## What you are asked to do
Exactly the lines from the line containing "Wildlife camera triggered — scan the photo above for blue" through the last line of the entries below should appear in the answer, reproduced verbatim.

Referring expression grounding data:
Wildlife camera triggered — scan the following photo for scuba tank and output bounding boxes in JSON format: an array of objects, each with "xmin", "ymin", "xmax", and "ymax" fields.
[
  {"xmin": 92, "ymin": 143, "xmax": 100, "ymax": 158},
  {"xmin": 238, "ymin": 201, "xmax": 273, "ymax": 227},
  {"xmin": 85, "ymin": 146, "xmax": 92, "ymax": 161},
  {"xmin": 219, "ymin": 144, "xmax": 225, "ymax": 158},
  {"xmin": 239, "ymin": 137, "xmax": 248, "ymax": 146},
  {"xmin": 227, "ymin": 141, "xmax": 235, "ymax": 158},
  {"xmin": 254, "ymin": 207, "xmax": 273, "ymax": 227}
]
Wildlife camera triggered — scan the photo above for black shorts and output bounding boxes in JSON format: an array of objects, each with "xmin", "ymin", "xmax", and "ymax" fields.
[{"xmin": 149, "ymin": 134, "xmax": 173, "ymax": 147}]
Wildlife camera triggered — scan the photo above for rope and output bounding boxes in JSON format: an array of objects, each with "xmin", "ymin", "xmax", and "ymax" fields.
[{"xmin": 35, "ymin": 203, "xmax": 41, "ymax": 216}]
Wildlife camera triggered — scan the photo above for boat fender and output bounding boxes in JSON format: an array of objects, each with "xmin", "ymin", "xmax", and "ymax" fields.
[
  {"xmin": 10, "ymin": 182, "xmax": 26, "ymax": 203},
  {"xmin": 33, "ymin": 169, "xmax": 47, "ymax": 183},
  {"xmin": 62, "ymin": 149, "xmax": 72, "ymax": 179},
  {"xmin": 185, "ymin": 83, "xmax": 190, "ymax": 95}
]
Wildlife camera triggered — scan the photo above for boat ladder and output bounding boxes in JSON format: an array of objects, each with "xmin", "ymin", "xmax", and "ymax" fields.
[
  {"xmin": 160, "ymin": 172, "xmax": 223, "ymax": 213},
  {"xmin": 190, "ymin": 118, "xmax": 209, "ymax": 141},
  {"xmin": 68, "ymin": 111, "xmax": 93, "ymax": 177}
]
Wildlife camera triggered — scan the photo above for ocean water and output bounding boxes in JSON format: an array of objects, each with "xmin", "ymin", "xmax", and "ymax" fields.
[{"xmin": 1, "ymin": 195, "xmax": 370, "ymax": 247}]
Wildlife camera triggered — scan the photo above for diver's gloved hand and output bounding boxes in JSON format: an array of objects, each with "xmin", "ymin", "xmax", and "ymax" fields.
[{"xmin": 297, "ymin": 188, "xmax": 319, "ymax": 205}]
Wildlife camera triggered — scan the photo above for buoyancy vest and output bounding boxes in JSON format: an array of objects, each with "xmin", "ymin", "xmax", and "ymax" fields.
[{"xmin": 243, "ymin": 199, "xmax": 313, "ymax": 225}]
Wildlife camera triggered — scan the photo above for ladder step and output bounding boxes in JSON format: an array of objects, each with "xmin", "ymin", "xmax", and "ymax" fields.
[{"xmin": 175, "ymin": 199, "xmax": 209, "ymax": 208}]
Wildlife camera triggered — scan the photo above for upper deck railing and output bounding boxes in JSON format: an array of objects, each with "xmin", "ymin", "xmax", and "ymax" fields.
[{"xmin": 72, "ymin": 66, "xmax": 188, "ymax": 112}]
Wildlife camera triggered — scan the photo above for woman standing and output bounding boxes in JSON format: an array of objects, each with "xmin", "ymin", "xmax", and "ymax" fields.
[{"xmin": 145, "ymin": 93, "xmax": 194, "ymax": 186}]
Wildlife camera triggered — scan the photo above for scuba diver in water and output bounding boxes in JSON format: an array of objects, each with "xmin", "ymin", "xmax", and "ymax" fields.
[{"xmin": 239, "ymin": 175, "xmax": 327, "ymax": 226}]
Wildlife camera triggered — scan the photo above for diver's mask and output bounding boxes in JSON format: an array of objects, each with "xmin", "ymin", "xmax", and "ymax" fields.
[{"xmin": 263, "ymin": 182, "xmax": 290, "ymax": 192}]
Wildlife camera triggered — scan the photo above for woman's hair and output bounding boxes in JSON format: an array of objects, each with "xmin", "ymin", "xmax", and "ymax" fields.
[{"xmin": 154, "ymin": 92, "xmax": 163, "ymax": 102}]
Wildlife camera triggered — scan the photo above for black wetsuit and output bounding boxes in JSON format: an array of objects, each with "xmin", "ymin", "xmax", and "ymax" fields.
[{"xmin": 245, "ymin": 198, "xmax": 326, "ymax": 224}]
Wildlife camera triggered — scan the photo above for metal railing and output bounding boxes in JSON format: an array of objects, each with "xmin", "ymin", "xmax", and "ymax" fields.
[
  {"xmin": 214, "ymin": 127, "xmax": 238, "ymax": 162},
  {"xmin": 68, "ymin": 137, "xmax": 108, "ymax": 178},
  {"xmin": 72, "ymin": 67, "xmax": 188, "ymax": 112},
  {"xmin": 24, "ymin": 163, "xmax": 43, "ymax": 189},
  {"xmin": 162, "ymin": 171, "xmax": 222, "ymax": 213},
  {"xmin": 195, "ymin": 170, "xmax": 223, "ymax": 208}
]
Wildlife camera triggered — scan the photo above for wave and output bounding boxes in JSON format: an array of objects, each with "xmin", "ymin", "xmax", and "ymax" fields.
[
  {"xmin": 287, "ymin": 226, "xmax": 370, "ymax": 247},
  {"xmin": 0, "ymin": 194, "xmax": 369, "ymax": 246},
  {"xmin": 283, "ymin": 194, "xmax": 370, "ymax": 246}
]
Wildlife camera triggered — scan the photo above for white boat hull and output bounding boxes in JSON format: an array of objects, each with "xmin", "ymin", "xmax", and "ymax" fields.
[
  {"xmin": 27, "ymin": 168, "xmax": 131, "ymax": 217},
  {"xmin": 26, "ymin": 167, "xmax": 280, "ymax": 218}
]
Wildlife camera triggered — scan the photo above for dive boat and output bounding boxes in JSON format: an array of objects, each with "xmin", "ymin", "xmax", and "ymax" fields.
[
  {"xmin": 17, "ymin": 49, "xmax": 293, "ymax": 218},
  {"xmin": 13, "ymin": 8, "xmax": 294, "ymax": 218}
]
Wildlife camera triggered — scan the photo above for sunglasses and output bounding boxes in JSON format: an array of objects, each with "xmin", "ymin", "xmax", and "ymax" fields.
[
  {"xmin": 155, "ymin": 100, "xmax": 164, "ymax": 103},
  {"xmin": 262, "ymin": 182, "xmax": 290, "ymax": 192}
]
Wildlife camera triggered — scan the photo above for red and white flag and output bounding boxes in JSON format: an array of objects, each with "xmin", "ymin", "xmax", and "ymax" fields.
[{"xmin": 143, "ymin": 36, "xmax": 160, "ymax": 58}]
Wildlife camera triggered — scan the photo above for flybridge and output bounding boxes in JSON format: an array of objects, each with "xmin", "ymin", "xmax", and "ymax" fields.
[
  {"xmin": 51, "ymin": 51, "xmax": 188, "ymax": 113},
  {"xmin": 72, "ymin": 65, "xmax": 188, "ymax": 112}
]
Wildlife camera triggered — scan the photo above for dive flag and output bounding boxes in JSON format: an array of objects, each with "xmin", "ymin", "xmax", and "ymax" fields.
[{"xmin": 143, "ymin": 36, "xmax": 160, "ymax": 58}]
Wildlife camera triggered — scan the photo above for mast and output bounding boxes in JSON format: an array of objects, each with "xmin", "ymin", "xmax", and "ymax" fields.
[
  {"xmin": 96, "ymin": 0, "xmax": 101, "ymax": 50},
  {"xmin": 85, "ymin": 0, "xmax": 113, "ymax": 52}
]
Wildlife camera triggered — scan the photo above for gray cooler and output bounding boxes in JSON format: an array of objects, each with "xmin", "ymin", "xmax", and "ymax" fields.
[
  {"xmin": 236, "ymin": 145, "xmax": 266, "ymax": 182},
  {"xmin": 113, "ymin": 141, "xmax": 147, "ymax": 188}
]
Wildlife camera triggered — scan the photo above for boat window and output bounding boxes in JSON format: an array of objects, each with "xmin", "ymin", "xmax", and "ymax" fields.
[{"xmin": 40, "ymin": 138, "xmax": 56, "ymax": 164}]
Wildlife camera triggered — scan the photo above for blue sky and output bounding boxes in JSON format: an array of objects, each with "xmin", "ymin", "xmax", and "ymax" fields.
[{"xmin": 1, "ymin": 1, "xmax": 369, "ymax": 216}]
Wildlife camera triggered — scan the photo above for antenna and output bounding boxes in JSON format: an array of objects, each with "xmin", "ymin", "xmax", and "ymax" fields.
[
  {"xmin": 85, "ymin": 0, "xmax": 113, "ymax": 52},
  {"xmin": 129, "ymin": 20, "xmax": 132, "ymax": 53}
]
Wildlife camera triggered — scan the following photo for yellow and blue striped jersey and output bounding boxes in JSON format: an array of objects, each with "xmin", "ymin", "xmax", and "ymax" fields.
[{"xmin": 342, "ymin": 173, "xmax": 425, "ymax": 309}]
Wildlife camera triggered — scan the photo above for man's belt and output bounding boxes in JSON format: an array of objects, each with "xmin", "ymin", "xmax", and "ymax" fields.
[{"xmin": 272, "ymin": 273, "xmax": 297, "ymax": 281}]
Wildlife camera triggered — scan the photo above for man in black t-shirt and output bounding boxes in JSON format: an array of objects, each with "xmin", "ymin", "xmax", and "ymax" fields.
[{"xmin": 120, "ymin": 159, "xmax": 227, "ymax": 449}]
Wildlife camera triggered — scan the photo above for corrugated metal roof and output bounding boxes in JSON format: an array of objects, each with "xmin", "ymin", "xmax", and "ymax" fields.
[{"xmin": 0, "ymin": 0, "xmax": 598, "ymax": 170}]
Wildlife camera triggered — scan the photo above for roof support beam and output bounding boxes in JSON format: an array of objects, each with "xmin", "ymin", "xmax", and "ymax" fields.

## Completed exercise
Wildlife camera triggered — scan the photo above for blue sky and output bounding boxes in JSON format: an array of objects, each with "xmin", "ymin", "xmax", and "ymax" fields.
[{"xmin": 1, "ymin": 1, "xmax": 369, "ymax": 216}]
Wildlife camera triggered — scan the photo above for antenna and output bounding boxes in JSON format: an array of objects, each with "xmin", "ymin", "xmax", and "ymax" fields.
[
  {"xmin": 85, "ymin": 0, "xmax": 113, "ymax": 52},
  {"xmin": 129, "ymin": 20, "xmax": 132, "ymax": 53}
]
Wildlife camera triggered — scan the following photo for yellow and blue striped jersey and output bounding boxes in JSON format: an array of objects, each with "xmin", "ymin", "xmax", and "ymax" fields.
[{"xmin": 342, "ymin": 173, "xmax": 425, "ymax": 309}]
Wildlife camera triggered — scan the photo above for man's belt and output bounding boxes in JSON format: an array of objects, each with "xmin", "ymin", "xmax", and "ymax" fields.
[{"xmin": 272, "ymin": 273, "xmax": 297, "ymax": 281}]
Wildlife camera triggered — scan the photo above for man in black t-shirt and output bounding boxes in JSON format: an array of objects, each with "xmin", "ymin", "xmax", and "ymax" fields.
[{"xmin": 120, "ymin": 159, "xmax": 227, "ymax": 449}]
Wildlife camera triggered — scan the photo above for corrugated metal roof and output bounding boxes in JSON format: an array of objects, each with "xmin", "ymin", "xmax", and "ymax" fields.
[{"xmin": 0, "ymin": 0, "xmax": 598, "ymax": 170}]
Wildlife camera triggered — scan the photo above for roof support beam and output bounding boxes in JSON format: an array of objects, each with "xmin", "ymin", "xmax", and "ymax" fields.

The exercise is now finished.